Goal of the exercise: Take the line that contains "Report the location of every instance of the evergreen" as the first line and the final line of the records as the last; return exactly those lines and the lines between.

Extracted data:

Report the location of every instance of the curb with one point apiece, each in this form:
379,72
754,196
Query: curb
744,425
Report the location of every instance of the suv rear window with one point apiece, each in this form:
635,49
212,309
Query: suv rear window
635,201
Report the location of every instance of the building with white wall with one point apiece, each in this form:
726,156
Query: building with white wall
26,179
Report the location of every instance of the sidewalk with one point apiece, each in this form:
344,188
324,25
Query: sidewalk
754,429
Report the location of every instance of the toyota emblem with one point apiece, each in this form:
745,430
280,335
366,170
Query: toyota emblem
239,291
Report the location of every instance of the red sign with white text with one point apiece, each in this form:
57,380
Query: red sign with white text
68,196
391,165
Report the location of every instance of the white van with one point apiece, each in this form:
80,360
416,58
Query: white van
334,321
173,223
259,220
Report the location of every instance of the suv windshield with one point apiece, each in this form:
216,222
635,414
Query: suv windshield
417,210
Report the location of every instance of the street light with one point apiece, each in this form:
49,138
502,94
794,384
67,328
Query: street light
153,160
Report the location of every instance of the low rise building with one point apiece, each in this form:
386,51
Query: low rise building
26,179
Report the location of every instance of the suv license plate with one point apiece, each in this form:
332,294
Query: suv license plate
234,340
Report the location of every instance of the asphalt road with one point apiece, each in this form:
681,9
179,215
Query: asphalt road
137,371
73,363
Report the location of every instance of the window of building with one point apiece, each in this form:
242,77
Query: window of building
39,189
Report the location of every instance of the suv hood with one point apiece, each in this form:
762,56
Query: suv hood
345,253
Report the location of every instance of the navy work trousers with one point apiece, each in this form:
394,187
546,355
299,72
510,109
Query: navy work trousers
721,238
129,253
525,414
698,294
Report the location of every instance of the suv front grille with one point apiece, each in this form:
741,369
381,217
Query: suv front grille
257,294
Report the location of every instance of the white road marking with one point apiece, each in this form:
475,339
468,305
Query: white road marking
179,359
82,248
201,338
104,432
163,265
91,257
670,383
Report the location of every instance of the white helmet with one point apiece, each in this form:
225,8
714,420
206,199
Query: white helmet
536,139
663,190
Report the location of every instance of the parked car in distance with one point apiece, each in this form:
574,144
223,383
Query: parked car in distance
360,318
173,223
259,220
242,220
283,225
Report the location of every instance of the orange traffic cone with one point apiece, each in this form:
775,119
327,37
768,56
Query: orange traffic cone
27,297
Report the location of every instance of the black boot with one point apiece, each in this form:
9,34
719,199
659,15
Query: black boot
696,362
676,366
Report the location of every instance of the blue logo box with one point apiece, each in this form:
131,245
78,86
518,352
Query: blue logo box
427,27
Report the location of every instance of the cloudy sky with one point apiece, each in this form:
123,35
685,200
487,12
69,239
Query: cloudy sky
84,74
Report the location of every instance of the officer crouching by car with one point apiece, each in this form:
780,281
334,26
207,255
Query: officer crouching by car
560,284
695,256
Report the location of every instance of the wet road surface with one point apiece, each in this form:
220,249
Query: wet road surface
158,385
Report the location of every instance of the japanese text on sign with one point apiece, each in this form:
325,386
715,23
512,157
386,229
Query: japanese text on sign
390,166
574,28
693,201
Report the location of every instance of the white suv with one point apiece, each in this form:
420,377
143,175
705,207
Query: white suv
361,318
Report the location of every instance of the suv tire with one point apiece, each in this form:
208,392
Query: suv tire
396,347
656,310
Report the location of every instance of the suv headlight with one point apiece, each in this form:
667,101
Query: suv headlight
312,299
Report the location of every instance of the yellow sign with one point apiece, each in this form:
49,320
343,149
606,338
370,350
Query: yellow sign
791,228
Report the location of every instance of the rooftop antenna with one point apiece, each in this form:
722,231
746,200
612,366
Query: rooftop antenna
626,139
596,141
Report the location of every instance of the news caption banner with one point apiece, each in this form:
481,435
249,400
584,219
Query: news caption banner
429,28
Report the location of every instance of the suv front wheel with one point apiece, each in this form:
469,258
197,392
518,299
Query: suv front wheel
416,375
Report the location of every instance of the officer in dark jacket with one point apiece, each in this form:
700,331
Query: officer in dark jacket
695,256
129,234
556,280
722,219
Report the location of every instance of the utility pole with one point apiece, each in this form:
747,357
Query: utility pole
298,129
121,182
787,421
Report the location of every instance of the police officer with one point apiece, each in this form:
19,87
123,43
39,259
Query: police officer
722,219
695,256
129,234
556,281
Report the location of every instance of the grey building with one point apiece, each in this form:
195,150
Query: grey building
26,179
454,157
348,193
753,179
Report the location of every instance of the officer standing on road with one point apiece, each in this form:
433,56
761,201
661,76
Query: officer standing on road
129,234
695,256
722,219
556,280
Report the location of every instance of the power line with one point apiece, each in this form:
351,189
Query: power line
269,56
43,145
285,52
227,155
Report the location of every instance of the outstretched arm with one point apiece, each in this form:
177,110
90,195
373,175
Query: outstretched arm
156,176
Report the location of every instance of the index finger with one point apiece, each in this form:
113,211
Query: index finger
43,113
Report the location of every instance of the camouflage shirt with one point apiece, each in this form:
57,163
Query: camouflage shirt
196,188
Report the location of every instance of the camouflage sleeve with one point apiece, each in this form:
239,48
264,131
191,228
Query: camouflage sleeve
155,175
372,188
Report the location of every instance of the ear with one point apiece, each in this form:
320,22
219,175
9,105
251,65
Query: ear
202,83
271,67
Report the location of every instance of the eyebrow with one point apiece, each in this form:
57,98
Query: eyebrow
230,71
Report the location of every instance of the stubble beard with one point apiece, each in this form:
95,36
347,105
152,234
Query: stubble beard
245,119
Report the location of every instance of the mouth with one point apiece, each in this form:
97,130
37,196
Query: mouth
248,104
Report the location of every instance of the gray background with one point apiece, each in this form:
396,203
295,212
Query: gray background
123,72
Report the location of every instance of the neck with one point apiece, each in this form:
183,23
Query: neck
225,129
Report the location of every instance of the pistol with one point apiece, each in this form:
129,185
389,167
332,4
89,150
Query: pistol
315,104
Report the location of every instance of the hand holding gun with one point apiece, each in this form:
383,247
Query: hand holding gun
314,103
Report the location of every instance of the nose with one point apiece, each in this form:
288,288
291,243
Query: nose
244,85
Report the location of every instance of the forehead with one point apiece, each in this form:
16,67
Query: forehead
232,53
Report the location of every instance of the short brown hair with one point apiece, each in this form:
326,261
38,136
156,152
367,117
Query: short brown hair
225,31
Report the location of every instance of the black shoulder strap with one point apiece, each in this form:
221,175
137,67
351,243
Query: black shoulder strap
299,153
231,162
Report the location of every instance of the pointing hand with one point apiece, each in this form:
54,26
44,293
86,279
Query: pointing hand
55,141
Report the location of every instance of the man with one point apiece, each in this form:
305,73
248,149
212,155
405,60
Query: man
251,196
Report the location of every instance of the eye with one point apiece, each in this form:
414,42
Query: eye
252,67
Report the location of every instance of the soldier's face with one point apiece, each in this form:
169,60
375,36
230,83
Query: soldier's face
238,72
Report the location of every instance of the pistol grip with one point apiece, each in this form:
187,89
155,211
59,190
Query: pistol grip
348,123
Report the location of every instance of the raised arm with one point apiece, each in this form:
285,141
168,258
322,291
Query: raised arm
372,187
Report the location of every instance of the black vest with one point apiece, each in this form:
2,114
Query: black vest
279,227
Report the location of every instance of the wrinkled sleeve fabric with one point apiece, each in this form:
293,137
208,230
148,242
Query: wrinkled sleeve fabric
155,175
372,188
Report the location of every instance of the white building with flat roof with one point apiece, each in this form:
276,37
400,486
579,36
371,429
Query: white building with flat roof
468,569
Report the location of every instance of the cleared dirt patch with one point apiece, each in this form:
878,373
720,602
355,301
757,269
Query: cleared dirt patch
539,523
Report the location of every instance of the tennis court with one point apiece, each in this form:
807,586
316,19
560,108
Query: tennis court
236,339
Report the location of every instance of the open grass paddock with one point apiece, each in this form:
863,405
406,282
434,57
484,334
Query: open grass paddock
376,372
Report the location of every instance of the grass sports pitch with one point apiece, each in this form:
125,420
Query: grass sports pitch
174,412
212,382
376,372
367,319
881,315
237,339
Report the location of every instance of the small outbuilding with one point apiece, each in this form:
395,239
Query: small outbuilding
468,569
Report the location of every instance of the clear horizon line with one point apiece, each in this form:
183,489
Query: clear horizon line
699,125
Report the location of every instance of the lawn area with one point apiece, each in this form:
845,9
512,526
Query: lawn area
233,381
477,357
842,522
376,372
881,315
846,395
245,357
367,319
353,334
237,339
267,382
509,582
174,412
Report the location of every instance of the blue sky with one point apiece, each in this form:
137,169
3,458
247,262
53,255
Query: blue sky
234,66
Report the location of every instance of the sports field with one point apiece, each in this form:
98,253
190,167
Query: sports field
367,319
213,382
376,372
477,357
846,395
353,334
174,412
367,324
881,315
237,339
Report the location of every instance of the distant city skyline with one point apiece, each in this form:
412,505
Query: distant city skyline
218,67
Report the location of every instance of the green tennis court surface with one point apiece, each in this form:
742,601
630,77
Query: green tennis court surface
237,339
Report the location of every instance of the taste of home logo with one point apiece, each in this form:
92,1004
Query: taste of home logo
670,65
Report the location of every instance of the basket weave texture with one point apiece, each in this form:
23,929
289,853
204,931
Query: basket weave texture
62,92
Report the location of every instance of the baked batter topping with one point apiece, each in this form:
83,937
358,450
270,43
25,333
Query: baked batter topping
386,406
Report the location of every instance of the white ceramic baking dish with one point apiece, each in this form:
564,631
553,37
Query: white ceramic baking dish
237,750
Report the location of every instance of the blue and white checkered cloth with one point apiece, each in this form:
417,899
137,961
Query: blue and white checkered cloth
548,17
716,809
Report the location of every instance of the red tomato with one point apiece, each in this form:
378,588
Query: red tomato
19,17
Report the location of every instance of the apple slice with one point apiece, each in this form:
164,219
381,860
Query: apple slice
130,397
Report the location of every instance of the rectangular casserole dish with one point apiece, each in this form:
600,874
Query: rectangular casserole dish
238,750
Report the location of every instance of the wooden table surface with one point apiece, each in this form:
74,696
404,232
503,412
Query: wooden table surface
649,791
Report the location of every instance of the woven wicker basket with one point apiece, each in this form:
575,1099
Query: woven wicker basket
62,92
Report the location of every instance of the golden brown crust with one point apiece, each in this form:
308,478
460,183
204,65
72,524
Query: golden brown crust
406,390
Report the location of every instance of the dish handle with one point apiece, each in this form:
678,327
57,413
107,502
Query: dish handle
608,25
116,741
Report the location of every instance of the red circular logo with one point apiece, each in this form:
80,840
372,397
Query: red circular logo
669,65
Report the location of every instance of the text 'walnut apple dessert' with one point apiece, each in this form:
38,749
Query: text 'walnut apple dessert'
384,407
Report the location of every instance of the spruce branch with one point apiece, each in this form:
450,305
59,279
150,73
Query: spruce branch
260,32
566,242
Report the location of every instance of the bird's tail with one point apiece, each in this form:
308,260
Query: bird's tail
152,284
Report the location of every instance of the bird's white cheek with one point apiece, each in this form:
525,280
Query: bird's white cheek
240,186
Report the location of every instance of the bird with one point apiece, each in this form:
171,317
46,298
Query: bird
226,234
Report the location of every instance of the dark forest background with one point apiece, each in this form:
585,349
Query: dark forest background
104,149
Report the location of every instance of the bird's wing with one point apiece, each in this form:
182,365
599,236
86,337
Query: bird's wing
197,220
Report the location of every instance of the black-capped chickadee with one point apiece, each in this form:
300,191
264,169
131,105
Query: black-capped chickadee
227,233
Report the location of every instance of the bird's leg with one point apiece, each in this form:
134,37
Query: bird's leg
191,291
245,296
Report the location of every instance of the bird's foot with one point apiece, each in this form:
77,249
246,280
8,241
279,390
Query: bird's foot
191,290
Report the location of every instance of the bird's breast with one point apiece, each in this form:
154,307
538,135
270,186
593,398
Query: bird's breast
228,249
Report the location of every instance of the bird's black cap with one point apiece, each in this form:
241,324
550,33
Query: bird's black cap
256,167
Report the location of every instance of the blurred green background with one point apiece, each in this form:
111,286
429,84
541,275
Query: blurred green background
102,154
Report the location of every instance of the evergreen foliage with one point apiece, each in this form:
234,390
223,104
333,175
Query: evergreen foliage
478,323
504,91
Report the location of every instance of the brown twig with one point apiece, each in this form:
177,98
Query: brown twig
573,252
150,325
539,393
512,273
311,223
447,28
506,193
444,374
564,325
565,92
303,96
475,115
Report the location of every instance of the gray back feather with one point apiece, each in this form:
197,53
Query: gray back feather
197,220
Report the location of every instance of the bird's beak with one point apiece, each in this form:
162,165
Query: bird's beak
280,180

Task result:
Report the location of every instance of the evergreen foliage with one point apiece, each in this form:
234,390
223,104
333,175
Query: evergreen foliage
478,323
504,91
Report the location of every instance of the brown twig with one point apiece, each in this form:
177,98
Query: brown twig
573,252
150,325
539,393
512,273
311,223
447,28
506,193
444,374
564,325
565,92
303,96
475,115
Report the location of every instance of the gray back feather with one point apiece, each in this form:
197,53
Query: gray back feather
197,220
Report the location of every instance of the bird's beak with one point apiece, each in this form:
162,165
Query: bird's beak
280,180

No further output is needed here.